### Data section:
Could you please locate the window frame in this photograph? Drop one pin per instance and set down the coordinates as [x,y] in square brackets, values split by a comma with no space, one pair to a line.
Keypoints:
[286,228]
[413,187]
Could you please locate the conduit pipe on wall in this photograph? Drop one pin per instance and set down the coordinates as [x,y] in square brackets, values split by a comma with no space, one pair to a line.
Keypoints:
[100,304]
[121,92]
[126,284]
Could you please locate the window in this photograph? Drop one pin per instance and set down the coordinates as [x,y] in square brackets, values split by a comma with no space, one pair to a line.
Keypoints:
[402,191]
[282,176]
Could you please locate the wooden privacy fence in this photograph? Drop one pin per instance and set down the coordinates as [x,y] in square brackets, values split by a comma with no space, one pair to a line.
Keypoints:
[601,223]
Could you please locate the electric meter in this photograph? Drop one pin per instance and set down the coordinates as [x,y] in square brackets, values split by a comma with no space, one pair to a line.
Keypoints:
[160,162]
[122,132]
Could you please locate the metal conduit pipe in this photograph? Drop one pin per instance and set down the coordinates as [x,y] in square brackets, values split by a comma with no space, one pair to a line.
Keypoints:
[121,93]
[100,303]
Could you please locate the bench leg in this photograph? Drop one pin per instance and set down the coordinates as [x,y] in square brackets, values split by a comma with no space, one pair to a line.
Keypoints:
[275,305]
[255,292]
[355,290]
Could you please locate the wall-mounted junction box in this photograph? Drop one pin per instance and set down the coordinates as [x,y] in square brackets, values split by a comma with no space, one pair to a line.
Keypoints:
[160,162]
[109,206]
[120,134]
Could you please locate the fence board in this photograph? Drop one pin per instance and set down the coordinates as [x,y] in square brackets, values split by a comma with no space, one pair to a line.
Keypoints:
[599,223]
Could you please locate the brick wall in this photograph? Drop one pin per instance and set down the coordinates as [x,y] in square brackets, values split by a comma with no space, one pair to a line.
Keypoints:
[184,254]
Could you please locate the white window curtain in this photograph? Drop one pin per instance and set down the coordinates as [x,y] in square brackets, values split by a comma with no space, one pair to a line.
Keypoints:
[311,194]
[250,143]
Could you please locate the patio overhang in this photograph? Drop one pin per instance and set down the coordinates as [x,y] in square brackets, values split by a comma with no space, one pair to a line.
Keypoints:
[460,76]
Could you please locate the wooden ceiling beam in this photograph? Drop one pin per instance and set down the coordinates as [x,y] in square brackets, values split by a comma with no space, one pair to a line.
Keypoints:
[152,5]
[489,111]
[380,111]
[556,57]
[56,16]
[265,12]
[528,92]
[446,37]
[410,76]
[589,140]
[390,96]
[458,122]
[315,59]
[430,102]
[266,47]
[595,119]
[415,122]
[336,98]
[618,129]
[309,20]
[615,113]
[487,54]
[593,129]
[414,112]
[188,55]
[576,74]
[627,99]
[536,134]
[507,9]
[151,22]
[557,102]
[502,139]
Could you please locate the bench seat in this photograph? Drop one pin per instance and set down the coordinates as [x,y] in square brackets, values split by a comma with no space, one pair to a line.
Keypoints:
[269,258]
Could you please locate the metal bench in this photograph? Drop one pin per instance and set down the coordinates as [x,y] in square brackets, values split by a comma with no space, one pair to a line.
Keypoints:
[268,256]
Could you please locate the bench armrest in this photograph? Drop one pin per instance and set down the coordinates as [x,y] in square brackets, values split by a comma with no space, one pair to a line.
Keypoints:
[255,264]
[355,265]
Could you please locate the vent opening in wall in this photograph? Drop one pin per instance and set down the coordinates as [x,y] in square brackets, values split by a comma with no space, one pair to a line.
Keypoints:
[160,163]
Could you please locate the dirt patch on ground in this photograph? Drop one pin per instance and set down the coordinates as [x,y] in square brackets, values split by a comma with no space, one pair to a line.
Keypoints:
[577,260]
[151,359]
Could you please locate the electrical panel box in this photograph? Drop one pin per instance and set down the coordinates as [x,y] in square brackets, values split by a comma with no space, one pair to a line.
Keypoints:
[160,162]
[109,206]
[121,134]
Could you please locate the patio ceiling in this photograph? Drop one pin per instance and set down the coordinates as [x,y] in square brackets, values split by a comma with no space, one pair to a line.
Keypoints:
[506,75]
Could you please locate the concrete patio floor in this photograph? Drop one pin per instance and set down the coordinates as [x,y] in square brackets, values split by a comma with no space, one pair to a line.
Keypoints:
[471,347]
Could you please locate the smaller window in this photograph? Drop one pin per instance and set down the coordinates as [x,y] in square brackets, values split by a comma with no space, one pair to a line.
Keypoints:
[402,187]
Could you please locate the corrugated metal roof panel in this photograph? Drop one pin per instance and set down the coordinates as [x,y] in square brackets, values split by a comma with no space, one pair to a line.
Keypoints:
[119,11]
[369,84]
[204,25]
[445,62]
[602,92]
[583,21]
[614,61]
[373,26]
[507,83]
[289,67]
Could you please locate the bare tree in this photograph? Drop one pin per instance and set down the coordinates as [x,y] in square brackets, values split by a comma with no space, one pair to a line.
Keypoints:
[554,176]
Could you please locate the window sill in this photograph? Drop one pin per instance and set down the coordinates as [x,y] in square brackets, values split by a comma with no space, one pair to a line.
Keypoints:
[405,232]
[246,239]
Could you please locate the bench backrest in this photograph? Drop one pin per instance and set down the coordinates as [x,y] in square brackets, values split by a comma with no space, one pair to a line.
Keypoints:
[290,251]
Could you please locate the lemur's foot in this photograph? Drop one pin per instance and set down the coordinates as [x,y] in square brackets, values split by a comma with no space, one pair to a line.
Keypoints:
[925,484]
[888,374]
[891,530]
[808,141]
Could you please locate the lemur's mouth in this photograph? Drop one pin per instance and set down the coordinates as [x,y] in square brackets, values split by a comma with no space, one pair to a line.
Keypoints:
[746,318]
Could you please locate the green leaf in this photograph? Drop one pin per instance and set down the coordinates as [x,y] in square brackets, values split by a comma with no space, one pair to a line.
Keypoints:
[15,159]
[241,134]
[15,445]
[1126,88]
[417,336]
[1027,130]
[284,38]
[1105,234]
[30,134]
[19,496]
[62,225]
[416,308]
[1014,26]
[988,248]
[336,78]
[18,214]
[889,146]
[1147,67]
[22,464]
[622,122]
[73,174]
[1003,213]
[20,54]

### Challenge:
Your task is to output exactly the lines running from the one with "Could you please locate the lemur's foot" through the final line of the material above, with both ends included.

### Answer to this exercise:
Could you please locate the lemur's foot in this photograph? Drop one pin per instance and set down the coordinates as [x,y] in square brackets, values split by a comma with no space, one pair to a line.
Keypoints:
[925,484]
[888,374]
[891,530]
[808,141]
Could you please locate the lemur's mouth in this photograph? Drop one pin per instance and set down the coordinates as [x,y] in square brackets, values split by a comma with no space, one pair to a line.
Keypoints:
[746,318]
Could you please locate the green leaf in this photograph? Drop one pin per instance and set down the coordinates as [x,y] in square brackets, values split by a comma with no space, one pair to a line.
Keypoints:
[15,159]
[241,134]
[15,445]
[1126,88]
[417,336]
[1027,130]
[284,38]
[1105,234]
[30,134]
[19,496]
[62,225]
[416,308]
[1014,26]
[988,248]
[336,78]
[18,214]
[889,146]
[1147,67]
[22,464]
[622,122]
[73,174]
[1003,213]
[20,54]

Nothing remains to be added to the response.